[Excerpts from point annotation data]

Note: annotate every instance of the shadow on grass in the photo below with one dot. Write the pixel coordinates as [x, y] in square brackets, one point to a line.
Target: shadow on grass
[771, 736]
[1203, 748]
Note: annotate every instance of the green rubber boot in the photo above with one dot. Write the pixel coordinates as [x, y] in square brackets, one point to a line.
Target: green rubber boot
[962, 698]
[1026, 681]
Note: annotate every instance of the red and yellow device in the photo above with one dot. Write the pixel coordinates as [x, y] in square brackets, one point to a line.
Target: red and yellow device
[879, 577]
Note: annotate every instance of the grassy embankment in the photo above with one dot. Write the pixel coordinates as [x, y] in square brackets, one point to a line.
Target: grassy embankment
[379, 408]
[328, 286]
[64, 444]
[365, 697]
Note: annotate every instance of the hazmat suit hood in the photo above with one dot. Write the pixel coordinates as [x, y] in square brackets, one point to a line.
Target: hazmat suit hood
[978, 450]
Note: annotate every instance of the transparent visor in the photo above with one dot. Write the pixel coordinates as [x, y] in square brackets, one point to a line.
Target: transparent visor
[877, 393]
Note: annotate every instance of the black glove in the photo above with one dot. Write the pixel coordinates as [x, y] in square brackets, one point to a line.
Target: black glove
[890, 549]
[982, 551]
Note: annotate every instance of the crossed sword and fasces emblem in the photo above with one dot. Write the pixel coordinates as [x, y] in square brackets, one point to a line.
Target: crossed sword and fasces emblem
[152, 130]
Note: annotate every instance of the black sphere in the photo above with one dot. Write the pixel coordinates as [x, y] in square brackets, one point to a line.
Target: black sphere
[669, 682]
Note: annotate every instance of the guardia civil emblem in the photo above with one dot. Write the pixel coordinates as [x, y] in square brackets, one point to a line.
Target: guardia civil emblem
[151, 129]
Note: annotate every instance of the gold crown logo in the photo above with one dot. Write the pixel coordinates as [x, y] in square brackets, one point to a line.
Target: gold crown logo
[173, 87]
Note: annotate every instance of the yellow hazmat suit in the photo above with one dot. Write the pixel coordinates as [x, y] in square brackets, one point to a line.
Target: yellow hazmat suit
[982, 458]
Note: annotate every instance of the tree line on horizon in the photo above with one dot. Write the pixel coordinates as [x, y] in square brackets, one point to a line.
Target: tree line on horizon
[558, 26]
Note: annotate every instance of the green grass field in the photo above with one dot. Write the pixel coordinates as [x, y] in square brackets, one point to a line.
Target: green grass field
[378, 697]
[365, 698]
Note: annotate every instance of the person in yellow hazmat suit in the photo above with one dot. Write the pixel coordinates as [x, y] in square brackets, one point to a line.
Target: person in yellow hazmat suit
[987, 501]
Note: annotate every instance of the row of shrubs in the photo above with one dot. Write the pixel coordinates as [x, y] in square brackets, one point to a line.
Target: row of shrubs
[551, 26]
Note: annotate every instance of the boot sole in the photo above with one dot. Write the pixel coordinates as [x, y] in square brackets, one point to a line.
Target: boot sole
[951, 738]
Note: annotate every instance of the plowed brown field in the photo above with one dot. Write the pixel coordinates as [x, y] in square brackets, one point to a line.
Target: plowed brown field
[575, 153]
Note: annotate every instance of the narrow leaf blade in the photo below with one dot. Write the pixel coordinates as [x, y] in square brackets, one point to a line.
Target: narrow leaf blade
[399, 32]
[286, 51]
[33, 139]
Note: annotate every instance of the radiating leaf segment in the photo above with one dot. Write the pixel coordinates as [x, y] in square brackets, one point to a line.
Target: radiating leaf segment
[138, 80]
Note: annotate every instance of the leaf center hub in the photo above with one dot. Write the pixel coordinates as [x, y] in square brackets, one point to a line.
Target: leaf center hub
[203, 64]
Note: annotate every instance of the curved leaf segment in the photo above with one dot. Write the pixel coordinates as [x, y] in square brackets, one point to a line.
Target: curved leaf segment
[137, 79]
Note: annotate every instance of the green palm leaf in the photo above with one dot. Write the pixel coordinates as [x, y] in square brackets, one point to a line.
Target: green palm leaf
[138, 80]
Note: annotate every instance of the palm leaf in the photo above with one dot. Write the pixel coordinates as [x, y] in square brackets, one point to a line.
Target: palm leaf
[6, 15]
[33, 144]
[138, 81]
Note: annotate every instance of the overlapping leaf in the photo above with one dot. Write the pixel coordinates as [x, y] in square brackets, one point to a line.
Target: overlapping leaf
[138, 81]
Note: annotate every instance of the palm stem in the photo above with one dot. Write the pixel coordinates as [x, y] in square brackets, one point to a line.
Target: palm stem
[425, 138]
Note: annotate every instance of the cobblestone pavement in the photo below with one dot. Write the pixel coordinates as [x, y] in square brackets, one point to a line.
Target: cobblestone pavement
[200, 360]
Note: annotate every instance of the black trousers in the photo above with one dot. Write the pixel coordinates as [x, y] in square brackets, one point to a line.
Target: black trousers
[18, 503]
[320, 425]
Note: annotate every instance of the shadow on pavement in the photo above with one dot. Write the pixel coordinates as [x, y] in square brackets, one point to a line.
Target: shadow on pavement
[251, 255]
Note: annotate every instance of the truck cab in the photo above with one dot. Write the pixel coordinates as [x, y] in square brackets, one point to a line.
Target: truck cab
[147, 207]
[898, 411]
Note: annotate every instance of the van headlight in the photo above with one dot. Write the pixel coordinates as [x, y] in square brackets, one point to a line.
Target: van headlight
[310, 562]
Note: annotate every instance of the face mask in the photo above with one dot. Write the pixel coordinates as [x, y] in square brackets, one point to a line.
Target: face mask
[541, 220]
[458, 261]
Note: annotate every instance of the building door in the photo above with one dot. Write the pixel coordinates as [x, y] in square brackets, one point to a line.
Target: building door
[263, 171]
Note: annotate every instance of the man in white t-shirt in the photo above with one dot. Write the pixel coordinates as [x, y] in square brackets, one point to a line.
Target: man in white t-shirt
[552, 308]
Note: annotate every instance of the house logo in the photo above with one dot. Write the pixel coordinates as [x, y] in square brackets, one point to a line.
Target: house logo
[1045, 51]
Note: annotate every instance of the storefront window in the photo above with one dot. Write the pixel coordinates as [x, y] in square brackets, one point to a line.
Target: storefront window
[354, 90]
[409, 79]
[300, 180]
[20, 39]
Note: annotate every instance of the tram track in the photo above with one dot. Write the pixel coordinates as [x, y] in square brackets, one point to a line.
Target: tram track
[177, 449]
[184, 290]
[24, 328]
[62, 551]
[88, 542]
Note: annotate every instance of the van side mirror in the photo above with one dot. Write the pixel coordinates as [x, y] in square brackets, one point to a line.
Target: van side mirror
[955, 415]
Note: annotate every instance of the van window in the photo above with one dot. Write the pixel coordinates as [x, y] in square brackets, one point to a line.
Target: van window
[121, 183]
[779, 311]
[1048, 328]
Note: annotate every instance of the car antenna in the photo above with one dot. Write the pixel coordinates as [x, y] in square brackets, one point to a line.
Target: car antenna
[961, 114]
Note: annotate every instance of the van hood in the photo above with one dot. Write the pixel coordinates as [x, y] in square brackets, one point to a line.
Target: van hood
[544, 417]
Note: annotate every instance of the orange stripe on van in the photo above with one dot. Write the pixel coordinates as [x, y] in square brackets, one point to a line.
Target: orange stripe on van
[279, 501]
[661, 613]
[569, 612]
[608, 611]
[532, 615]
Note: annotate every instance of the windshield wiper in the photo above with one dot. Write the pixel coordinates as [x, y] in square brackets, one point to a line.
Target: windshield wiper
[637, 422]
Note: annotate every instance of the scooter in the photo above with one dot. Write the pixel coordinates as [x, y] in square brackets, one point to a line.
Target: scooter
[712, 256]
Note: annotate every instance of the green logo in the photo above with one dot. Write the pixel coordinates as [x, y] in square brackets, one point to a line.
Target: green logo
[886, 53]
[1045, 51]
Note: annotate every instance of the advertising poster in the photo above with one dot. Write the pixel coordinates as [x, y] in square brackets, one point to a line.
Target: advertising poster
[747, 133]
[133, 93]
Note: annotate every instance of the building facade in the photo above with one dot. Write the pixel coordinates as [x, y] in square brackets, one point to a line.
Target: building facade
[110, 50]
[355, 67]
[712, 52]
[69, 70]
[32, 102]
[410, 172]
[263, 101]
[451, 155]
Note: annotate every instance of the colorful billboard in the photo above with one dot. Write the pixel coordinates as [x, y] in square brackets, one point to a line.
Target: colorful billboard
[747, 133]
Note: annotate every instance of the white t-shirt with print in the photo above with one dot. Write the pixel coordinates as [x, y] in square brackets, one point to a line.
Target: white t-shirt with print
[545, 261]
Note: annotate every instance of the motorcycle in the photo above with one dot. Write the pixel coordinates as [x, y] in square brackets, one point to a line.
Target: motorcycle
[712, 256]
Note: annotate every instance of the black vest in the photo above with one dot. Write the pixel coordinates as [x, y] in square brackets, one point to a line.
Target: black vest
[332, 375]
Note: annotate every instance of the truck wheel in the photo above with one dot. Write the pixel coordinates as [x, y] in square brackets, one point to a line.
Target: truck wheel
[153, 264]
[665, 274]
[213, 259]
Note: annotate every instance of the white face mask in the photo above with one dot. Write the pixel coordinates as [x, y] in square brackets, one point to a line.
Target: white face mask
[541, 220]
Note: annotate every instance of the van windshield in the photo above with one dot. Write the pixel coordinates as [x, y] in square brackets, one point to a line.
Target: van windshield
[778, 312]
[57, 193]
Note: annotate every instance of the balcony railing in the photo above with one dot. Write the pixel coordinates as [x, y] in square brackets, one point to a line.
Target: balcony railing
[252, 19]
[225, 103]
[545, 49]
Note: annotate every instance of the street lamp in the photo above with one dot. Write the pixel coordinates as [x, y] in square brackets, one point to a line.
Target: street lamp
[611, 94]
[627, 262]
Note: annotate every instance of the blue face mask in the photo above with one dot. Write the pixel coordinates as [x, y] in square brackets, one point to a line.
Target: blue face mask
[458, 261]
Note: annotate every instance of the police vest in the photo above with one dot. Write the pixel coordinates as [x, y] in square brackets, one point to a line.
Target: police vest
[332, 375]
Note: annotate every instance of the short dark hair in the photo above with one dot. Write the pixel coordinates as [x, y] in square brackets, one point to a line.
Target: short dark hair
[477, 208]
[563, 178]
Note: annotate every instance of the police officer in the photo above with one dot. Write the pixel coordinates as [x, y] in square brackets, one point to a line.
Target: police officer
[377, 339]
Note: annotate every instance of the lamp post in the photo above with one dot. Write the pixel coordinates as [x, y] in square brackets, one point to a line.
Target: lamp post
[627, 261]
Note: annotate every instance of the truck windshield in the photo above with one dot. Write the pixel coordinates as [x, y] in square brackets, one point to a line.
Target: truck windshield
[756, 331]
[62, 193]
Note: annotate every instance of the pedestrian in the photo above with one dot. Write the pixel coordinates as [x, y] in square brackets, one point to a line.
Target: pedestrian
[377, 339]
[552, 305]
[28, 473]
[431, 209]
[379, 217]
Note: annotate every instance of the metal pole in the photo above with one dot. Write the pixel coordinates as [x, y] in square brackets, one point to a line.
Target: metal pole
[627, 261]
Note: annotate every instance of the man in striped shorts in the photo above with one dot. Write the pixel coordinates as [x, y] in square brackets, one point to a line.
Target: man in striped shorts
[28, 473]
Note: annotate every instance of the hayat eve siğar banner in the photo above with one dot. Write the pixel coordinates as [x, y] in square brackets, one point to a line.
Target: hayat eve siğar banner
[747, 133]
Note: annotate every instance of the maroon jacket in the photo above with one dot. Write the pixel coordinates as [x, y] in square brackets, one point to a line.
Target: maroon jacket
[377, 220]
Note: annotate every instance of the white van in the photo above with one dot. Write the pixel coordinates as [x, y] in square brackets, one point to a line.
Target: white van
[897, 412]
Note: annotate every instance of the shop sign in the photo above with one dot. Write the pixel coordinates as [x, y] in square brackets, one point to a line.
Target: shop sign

__REQUIRED WORK__
Render everything in the data from the line containing "Note: annotate every instance of the maroon" down to the last line as a numbered list, leaving out any blank lines.

__THE COMPLETED TASK__
1. Note: annotate every instance of the maroon jacket in the photo above with one dot. Write the pixel coordinates as [x, y] in square brackets, one point to a line.
2. Target: maroon jacket
3. [377, 220]
4. Note: annotate every instance of the white van in the photo above with one dot. Write the pixel coordinates as [x, y] in square brackets, one point to a line.
5. Target: white van
6. [897, 412]
7. Note: annotate every instance of the shop sign in the photo above with one dot. Write the pixel coordinates as [x, y] in square brackets, one point to a line.
8. Target: shop sign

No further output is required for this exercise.